To do
Render the items as a Markdown table with the columns Row and Line, starting with the line that contains "# Trace the outline of every instance of the rust-colored" and continuing through the line that contains "M97 124L95 121L95". Number each row and omit blank lines.

Supplied data
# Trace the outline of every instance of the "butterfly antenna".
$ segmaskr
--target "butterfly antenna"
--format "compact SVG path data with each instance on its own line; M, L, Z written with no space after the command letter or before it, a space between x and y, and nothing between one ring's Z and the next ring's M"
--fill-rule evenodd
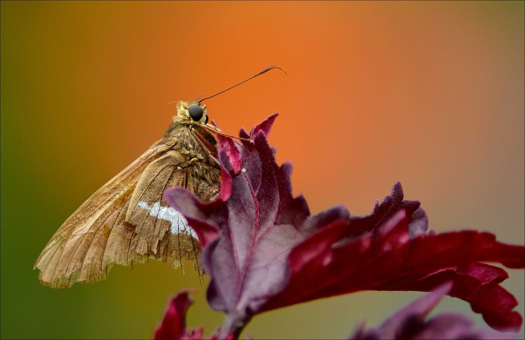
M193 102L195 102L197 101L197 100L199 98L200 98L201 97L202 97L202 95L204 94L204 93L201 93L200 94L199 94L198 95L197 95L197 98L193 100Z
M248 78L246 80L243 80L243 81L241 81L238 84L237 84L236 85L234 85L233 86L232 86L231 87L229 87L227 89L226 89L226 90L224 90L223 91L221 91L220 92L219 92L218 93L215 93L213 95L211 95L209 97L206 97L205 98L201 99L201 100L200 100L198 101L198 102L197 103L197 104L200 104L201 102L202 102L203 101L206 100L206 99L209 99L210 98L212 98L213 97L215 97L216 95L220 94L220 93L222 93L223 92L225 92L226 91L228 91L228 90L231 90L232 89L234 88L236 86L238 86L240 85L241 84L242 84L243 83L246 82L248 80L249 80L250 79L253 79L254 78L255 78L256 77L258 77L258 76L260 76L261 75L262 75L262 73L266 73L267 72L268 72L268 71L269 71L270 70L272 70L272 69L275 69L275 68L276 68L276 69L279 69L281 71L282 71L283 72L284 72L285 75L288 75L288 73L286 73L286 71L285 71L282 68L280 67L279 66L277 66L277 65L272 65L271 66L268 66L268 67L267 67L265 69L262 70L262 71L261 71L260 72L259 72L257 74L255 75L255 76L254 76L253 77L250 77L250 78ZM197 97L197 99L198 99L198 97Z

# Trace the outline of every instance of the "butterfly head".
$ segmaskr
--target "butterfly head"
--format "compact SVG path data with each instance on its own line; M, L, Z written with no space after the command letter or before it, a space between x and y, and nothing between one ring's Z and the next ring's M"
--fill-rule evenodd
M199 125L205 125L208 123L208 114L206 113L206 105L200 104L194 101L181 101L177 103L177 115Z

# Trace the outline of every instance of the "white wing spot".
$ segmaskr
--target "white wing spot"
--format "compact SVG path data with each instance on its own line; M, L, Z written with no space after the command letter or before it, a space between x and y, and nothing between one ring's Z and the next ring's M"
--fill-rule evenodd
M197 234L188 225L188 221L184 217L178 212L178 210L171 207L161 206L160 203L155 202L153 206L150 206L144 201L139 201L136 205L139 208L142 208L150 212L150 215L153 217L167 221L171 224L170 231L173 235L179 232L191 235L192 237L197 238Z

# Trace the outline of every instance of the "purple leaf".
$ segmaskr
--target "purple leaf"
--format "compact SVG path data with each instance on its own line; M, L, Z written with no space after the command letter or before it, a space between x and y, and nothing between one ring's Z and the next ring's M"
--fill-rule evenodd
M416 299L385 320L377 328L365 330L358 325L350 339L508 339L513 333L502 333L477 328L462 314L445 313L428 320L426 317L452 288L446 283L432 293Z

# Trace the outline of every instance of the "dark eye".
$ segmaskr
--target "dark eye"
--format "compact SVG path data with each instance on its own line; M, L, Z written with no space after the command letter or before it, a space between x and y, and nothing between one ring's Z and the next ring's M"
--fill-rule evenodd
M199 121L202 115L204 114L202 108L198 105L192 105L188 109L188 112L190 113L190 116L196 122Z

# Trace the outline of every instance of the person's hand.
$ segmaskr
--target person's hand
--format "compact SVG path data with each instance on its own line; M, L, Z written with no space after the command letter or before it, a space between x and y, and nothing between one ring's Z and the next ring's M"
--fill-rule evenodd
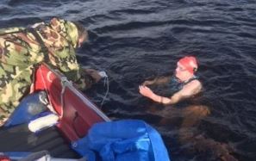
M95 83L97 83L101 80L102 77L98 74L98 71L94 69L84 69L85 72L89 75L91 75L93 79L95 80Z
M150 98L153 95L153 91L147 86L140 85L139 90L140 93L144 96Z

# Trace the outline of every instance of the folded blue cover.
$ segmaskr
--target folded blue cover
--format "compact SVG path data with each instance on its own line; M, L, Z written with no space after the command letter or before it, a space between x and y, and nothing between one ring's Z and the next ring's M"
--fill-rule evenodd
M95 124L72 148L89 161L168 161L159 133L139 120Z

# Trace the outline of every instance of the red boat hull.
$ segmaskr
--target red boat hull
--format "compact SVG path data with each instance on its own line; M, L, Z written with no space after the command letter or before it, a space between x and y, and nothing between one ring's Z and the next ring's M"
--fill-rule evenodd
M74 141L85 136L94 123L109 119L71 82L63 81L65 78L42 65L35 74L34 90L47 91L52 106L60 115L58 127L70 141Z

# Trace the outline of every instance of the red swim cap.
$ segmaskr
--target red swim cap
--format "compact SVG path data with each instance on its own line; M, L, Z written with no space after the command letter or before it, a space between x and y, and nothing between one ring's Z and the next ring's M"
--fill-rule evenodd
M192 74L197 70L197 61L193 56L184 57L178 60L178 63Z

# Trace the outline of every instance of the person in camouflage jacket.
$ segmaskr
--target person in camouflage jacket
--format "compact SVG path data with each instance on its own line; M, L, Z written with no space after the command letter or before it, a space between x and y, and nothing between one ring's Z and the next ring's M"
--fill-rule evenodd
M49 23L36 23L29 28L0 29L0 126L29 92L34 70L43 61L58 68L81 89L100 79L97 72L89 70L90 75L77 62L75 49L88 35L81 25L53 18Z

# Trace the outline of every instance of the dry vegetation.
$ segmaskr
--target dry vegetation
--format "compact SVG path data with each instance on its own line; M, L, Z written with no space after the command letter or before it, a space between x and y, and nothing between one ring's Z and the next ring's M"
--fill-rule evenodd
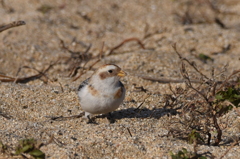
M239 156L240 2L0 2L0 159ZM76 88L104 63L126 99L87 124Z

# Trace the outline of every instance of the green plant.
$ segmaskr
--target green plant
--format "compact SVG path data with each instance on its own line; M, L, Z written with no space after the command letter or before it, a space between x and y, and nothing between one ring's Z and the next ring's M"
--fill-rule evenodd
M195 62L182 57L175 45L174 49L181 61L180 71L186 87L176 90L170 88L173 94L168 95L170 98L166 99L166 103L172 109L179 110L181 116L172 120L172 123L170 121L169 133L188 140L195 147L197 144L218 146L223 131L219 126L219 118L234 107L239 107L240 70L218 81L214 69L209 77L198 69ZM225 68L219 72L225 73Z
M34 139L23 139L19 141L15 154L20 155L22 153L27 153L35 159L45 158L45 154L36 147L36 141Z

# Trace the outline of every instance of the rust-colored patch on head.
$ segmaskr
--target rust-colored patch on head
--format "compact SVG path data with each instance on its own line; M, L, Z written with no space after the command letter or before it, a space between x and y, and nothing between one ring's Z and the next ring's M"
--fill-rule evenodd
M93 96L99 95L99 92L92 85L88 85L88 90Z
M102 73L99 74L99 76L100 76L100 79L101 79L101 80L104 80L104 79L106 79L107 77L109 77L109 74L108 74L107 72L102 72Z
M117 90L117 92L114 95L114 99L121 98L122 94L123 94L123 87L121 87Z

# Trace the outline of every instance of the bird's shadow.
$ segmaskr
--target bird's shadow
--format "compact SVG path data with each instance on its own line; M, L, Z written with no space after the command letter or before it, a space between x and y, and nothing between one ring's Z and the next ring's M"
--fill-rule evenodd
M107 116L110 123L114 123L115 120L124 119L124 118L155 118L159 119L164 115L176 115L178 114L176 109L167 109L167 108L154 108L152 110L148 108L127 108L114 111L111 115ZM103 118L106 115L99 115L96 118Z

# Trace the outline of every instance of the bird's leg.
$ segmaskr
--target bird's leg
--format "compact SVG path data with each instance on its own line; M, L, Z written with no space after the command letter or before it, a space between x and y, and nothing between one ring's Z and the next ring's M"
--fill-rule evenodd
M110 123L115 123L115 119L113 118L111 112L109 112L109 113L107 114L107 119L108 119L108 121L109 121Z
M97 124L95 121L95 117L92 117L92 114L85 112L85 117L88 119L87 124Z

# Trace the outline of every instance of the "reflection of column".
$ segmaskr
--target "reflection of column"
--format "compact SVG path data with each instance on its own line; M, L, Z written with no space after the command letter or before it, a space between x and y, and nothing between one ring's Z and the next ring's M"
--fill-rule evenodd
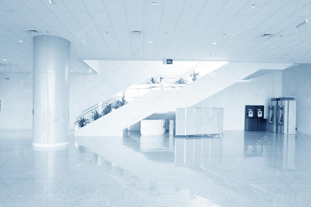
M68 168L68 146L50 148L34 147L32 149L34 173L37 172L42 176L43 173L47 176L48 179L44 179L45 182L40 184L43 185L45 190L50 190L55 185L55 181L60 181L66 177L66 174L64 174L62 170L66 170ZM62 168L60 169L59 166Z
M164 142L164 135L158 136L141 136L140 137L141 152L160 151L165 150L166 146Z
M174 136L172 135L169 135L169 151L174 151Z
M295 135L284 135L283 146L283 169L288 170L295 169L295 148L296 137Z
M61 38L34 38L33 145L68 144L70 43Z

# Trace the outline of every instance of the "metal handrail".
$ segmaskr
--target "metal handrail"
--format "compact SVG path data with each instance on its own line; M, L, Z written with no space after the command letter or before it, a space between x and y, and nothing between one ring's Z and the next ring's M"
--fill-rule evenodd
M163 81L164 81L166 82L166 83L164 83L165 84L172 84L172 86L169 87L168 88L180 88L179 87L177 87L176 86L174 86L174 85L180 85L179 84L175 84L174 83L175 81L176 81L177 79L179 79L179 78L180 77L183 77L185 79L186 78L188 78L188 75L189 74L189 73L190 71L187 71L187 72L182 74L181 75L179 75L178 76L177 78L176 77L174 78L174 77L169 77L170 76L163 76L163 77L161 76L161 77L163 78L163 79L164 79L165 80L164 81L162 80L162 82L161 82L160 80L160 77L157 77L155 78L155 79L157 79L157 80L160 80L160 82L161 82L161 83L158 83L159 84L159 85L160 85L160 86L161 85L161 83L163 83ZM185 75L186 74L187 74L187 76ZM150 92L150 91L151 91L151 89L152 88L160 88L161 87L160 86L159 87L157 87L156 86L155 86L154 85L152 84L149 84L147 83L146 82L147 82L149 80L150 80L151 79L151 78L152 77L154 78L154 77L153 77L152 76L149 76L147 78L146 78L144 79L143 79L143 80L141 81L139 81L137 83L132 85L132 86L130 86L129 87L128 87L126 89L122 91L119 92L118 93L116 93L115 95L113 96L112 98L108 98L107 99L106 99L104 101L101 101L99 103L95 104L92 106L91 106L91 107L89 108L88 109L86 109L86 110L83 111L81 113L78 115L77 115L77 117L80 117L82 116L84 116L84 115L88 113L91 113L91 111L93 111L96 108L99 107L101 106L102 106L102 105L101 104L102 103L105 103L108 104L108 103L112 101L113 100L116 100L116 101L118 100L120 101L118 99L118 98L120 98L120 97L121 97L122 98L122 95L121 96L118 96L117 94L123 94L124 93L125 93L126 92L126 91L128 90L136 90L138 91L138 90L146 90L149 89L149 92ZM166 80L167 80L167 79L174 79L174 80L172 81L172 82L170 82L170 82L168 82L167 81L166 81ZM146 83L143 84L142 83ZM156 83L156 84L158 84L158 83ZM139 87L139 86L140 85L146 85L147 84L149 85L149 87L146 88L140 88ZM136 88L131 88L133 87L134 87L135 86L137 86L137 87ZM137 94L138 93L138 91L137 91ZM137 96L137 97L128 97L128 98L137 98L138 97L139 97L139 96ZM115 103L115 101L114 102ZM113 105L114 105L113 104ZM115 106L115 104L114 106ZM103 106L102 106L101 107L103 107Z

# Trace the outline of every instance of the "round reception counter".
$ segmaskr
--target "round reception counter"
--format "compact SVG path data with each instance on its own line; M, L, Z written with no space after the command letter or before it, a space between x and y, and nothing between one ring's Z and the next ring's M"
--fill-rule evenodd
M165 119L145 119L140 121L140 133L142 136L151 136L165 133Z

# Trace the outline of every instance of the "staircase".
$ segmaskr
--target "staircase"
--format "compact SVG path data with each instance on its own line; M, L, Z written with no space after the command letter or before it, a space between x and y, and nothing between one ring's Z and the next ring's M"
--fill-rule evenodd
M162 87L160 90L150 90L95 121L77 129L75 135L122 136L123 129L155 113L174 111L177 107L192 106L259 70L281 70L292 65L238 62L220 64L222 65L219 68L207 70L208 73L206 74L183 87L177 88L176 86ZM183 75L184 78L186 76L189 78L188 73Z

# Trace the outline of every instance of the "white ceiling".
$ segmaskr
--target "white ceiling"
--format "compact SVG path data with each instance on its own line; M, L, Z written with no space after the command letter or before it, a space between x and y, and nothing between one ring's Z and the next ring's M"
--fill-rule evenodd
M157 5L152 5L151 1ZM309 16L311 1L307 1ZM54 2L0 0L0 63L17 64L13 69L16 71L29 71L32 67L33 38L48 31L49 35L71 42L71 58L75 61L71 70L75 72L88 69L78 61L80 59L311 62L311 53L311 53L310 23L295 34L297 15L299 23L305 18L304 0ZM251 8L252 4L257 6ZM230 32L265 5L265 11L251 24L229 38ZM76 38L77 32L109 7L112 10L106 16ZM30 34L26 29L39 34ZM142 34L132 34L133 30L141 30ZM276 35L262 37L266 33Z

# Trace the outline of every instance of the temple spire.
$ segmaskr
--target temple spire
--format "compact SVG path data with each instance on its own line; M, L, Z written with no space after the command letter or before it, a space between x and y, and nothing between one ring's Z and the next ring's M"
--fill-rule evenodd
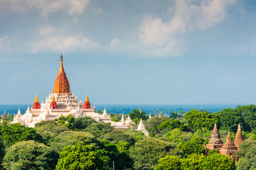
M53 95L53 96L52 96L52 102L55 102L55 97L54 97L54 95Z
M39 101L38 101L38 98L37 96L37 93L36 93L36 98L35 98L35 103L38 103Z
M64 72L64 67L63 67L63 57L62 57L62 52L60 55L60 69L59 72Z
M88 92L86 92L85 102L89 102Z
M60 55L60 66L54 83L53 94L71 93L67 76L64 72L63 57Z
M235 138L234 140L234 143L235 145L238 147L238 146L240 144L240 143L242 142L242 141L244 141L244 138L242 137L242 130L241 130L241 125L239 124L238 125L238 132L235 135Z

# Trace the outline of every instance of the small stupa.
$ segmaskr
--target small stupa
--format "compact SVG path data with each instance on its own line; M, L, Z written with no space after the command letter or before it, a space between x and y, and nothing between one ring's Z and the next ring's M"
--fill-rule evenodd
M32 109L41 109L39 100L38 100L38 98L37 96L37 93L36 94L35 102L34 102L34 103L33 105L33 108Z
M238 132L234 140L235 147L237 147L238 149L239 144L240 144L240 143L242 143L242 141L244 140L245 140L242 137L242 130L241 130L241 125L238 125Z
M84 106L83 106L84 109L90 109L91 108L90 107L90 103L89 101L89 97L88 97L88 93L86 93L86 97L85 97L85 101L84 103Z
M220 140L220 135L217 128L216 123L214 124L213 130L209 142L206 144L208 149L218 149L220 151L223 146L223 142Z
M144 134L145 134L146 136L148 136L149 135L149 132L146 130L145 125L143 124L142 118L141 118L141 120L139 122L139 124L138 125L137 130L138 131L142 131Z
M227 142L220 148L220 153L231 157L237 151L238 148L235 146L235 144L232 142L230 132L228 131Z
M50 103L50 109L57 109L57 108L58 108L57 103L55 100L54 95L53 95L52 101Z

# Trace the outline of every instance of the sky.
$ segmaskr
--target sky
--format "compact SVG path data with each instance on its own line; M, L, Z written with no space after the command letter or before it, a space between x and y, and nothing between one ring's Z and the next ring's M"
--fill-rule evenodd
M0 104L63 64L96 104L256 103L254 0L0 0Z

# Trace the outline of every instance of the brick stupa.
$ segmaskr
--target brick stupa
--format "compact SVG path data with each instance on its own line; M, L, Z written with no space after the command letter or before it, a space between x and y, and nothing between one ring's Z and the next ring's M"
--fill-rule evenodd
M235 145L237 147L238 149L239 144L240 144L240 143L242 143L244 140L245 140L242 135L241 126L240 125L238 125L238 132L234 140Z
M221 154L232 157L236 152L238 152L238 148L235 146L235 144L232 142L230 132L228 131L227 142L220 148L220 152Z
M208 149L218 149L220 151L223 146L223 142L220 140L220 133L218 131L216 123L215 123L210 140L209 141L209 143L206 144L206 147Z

Final result
| Row | Line |
|---|---|
| 1 | # Trace the outline of every instance of the rust-colored patch on head. |
| 2 | $ segmaskr |
| 3 | --target rust-colored patch on head |
| 4 | --format "compact SVG path data with each instance on its own line; M, L, Z written with no space after the command letter or before it, a space between x and y, and nothing between one ring's Z and the next ring's M" |
| 5 | --fill-rule evenodd |
| 6 | M93 96L99 95L99 92L92 85L88 85L88 90Z |
| 7 | M102 73L99 74L99 76L100 76L100 79L101 79L101 80L104 80L104 79L106 79L107 77L109 77L109 74L108 74L107 72L102 72Z |
| 8 | M117 90L117 92L114 95L114 99L121 98L122 94L123 94L123 87L121 87Z |
| 9 | # Trace the outline of every instance of the bird's shadow. |
| 10 | $ segmaskr |
| 11 | --target bird's shadow |
| 12 | --format "compact SVG path data with each instance on its own line; M, L, Z written with no space after the command letter or before it, a space between x and y, and nothing between one ring's Z and the next ring's M" |
| 13 | --fill-rule evenodd |
| 14 | M107 116L110 123L114 123L115 120L124 119L124 118L155 118L159 119L164 115L176 115L178 114L176 109L167 109L167 108L154 108L152 110L148 108L127 108L114 111L111 115ZM103 118L106 115L99 115L96 118Z |
| 15 | # Trace the outline of every instance of the bird's leg. |
| 16 | $ segmaskr |
| 17 | --target bird's leg |
| 18 | --format "compact SVG path data with each instance on its own line; M, L, Z written with no space after the command letter or before it, a space between x and y, and nothing between one ring's Z and the next ring's M" |
| 19 | --fill-rule evenodd |
| 20 | M110 123L115 123L115 119L113 118L111 112L109 112L109 113L107 114L107 119L108 119L108 121L109 121Z |
| 21 | M97 124L95 121L95 117L92 117L92 114L85 112L85 117L88 119L87 124Z |